EXERCISE PASSAGE:
Moms-to-be are often reminded that they’re eating for two. It’s tempting to take this as an excuse to go for that extra scoop of the ice cream. (Believe me, I’ve been there.)
But a convincing body of research suggests that expectant mothers should be walking away with the opposite message: Pregnancy should be a time to double-down on healthful eating if you want to avoid setting up your unborn child for a lifetime of wrestling with obesity.
Now, research published this week offers tantalizing clues from mice of one way that a high-fat maternal diet may be laying the groundwork for obesity: by rewiring a part of the brain that’s critical to regulating appetite. And these changes appear to happen in the third trimester of pregnancy, suggest the findings, which appear in the journal Cell.
First, it’s crucial to stress that we’re talking about mouse moms here, not human ones. Researchers at the Yale School of Medicine and the Max Planck Institute for Neurological Research in Germany used them to find out how maternal diet influenced brain development in offspring.

ASSIGNMENT: Extract from the article on maternal diet and offspring obesity, word for word, the portion that begins with the words "Moms-to-be are often" and ends with "the journal Cell.".

EXCERPTED DATA:
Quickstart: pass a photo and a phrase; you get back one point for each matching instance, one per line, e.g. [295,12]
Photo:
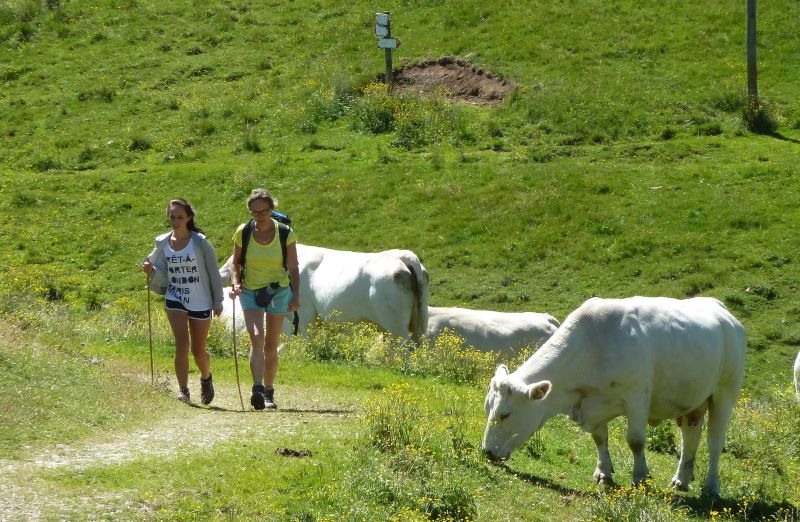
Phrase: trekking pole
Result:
[235,356]
[150,330]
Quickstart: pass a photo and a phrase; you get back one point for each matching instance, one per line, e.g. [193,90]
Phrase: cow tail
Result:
[419,309]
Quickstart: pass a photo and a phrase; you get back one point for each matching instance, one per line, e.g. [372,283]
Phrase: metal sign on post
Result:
[386,42]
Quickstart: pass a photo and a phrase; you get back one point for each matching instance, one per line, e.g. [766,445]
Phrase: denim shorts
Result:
[176,305]
[278,305]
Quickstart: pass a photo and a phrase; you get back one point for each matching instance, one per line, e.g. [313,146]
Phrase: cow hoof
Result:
[602,478]
[679,486]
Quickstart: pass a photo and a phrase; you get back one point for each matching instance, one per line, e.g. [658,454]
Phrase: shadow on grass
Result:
[542,482]
[267,412]
[779,136]
[754,509]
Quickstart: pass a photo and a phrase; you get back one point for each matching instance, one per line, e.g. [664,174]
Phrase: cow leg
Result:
[605,469]
[637,435]
[719,415]
[691,428]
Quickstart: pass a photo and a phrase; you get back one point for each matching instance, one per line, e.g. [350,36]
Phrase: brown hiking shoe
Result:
[206,390]
[257,397]
[183,396]
[269,399]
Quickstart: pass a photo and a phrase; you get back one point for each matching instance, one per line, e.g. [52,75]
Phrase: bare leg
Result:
[198,330]
[179,320]
[274,327]
[254,322]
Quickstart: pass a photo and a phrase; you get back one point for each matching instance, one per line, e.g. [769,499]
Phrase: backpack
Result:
[284,226]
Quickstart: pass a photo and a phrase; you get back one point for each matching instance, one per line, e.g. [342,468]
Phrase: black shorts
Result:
[176,305]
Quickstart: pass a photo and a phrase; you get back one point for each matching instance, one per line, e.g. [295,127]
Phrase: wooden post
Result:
[752,83]
[389,73]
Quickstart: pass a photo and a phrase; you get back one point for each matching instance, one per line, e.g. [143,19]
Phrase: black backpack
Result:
[284,226]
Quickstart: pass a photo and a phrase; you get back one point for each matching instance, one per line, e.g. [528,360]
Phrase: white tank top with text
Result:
[186,284]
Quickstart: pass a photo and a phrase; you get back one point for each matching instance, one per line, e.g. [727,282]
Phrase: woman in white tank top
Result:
[183,268]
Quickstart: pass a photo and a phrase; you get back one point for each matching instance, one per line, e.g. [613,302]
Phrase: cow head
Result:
[515,410]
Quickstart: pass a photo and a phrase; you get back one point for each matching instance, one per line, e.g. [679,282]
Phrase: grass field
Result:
[620,165]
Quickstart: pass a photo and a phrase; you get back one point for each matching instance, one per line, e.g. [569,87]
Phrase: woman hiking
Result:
[183,268]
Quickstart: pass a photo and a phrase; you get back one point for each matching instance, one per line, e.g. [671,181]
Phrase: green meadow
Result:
[626,161]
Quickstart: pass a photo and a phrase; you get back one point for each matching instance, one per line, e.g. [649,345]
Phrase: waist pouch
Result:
[265,295]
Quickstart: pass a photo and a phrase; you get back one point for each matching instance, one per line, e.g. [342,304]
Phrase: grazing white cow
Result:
[645,358]
[503,332]
[388,289]
[797,376]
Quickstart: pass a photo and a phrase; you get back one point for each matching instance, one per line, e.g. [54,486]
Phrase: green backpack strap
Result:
[247,231]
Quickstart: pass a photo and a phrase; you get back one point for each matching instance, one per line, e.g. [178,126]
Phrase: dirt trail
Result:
[25,494]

ANSWER SECTION:
Moms-to-be are often reminded that they’re eating for two. It’s tempting to take this as an excuse to go for that extra scoop of the ice cream. (Believe me, I’ve been there.)
But a convincing body of research suggests that expectant mothers should be walking away with the opposite message: Pregnancy should be a time to double-down on healthful eating if you want to avoid setting up your unborn child for a lifetime of wrestling with obesity.
Now, research published this week offers tantalizing clues from mice of one way that a high-fat maternal diet may be laying the groundwork for obesity: by rewiring a part of the brain that’s critical to regulating appetite. And these changes appear to happen in the third trimester of pregnancy, suggest the findings, which appear in the journal Cell.